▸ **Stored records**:
>>>>

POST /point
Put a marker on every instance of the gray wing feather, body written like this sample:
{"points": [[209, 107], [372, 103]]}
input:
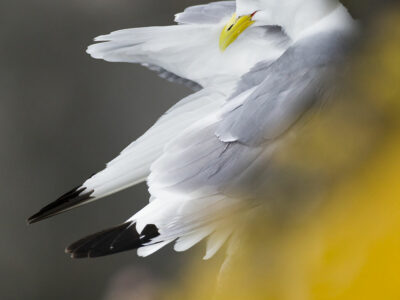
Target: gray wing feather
{"points": [[211, 13], [201, 160], [291, 85], [171, 77]]}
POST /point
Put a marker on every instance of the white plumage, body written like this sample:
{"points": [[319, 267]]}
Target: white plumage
{"points": [[202, 157]]}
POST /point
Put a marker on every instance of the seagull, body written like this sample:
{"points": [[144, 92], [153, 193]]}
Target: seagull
{"points": [[256, 67]]}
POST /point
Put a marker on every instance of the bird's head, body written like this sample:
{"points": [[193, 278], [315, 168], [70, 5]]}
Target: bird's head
{"points": [[292, 15]]}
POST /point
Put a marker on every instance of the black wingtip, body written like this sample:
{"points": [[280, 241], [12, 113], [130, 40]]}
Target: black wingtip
{"points": [[70, 200], [118, 239]]}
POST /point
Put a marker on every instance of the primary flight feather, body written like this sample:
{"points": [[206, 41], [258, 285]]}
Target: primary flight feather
{"points": [[257, 66]]}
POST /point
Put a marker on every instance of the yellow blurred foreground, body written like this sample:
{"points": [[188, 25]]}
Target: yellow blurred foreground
{"points": [[332, 228]]}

<<<<

Write out the listing again, substituting "body formatted as in this sample" for every occurrence of "body written like this sample" and keeping everything else the same. Omit the pictures from your answer.

▸ **FINISHED ANSWER**:
POST /point
Put a marker on every instance of the gray wing feather, body formatted as in this sample:
{"points": [[209, 107], [372, 103]]}
input:
Target: gray wing feather
{"points": [[211, 13], [201, 160], [291, 85], [171, 77]]}
POST /point
Put a marker on every instance of the white plumage, body formatted as in this sample:
{"points": [[319, 267]]}
Target: white plumage
{"points": [[202, 157]]}
POST /point
Put a marker on every instance of the seagull, body formatted as in this sample:
{"points": [[144, 92], [153, 193]]}
Target: seagull
{"points": [[256, 67]]}
POST /point
Put a marker on every instance of the bird's head, body formatted as in this sample:
{"points": [[193, 278], [315, 168], [70, 5]]}
Target: bird's head
{"points": [[292, 15]]}
POST /point
Put a marker on every instance of the black wingtip, body formatted as in this sample:
{"points": [[280, 241], [12, 113], [130, 40]]}
Target: black wingtip
{"points": [[70, 200], [118, 239]]}
POST /point
Put a marker on every instance of the primary flight feather, body formatted as in this sample:
{"points": [[206, 41], [258, 285]]}
Target: primary flight feather
{"points": [[257, 66]]}
POST /point
Put a marker on every instance of the yellow blurred foreground, body formatted as in this sample:
{"points": [[188, 25]]}
Target: yellow blurred foreground
{"points": [[332, 228]]}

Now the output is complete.